Entries taken from a collection:
*** Block opens ***

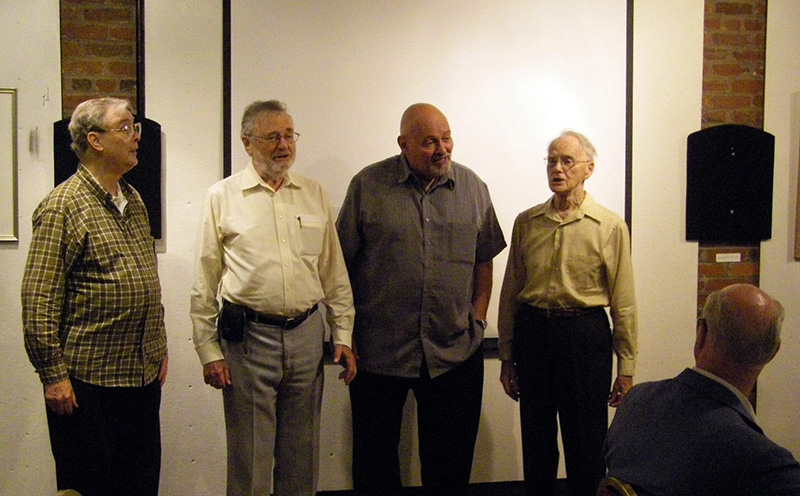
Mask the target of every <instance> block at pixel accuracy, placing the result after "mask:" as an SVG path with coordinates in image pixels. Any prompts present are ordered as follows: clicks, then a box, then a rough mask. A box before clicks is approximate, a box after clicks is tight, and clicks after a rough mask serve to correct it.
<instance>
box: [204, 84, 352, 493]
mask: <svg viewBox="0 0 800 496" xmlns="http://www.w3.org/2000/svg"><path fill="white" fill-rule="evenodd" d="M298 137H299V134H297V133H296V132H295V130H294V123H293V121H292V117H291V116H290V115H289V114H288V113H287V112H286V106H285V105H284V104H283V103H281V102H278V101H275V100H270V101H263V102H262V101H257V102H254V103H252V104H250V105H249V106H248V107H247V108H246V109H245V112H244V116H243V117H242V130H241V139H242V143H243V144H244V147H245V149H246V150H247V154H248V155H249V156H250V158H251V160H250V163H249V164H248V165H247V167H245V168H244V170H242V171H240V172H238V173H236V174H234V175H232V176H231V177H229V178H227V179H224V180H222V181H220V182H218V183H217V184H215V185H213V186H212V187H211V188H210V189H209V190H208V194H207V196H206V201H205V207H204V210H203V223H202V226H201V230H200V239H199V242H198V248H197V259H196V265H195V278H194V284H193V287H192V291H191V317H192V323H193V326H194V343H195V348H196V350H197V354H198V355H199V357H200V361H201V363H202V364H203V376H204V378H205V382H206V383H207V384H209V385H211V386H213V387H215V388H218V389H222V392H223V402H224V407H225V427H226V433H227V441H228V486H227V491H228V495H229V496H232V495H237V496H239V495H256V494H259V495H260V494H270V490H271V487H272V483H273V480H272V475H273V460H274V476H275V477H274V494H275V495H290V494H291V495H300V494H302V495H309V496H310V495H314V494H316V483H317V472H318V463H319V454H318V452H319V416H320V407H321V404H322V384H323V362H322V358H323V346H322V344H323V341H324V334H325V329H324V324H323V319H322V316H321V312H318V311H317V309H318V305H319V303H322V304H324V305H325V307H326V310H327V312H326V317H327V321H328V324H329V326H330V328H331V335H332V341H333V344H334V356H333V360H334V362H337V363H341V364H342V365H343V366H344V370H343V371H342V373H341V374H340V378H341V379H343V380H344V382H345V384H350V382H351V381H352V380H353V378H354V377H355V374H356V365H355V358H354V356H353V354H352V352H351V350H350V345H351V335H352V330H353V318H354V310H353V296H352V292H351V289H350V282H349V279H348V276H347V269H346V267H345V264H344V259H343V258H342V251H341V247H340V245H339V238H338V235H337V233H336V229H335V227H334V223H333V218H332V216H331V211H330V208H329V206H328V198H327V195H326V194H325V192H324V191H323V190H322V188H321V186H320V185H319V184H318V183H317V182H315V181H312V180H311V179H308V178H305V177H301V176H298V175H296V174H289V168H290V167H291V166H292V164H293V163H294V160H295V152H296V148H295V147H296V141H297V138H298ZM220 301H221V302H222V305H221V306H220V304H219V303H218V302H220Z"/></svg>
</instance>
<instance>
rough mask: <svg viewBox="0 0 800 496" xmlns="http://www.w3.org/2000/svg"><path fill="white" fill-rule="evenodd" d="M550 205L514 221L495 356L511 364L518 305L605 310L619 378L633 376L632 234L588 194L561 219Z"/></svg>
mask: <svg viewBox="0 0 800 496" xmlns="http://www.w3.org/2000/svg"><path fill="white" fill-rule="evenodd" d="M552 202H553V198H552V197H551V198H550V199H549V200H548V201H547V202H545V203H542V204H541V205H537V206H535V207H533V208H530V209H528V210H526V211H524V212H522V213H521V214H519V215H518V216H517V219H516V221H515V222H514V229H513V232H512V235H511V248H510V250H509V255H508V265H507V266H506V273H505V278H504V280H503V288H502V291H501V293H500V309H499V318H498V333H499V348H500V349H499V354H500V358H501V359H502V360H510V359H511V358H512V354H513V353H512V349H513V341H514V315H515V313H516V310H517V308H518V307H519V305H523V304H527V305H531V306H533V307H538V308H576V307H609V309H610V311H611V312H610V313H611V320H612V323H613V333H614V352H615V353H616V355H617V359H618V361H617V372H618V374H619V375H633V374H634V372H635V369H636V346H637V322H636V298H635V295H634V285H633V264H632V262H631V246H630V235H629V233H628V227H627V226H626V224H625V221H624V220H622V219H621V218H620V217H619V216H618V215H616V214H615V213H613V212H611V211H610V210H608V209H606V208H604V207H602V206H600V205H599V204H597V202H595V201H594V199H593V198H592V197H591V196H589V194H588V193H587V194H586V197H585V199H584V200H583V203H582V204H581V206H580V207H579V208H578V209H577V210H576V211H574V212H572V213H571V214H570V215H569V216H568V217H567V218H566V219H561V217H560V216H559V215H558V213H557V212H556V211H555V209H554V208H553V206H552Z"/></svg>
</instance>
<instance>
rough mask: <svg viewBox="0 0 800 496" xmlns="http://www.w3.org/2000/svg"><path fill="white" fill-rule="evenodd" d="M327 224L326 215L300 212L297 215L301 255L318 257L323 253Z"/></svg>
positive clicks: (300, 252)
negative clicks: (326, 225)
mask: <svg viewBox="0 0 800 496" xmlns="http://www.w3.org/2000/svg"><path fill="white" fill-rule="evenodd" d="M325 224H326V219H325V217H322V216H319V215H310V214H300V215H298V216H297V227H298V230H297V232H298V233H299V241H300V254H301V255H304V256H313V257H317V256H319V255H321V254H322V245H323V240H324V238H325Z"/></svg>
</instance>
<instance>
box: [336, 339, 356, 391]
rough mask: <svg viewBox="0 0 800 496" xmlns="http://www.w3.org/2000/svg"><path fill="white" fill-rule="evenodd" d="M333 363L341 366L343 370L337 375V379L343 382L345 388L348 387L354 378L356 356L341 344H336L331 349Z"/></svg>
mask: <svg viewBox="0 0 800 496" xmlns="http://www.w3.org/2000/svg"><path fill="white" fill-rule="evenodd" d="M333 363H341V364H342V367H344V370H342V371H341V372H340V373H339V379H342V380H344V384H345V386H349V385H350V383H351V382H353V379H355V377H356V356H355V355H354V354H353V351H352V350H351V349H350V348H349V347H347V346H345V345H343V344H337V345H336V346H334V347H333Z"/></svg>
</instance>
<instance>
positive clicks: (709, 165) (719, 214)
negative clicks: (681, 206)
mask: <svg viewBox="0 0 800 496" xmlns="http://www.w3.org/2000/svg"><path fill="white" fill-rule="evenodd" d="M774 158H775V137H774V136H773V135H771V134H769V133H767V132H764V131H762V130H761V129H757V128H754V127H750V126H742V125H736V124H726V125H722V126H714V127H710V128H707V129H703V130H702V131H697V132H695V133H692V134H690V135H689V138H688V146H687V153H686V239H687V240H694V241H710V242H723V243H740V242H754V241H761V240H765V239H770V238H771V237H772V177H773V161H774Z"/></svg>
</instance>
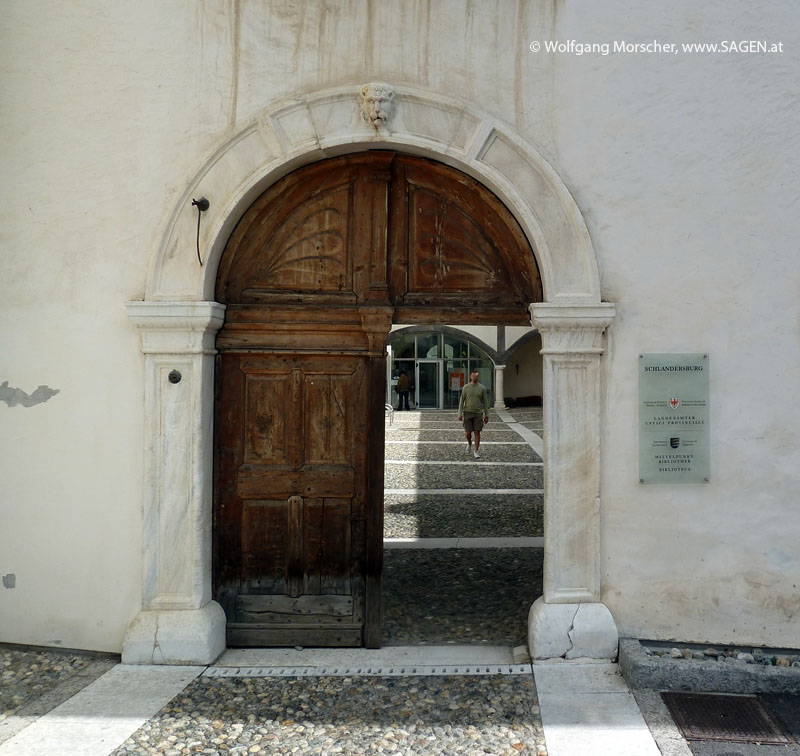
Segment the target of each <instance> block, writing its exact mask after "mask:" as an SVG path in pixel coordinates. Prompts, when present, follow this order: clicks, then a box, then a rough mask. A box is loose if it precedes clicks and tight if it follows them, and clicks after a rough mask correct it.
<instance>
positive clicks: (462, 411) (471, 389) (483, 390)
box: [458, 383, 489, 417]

*** Block closes ***

Check each line of the entries above for the word "after". List the ones that have it.

Response:
Mask the target of every <instance> block at pixel accuracy, placing the result after "mask:" as an SVG path with coordinates in image pixels. Any prompts present are ordered as follows: clicks, then a box, then a rough mask. A box before clicks is approximate, a box after clicks is tight, and clicks after a rough mask serve to correct it.
Segment the target of each <instance> block, writing its exact mask after "mask:" as an SVG path in pixel coordinates. Prompts, when present, follow this order: clicks, then a box, then a rough mask. A box is loose if it precedes clicks and tight if it follows them, and clicks after a rough mask correct it.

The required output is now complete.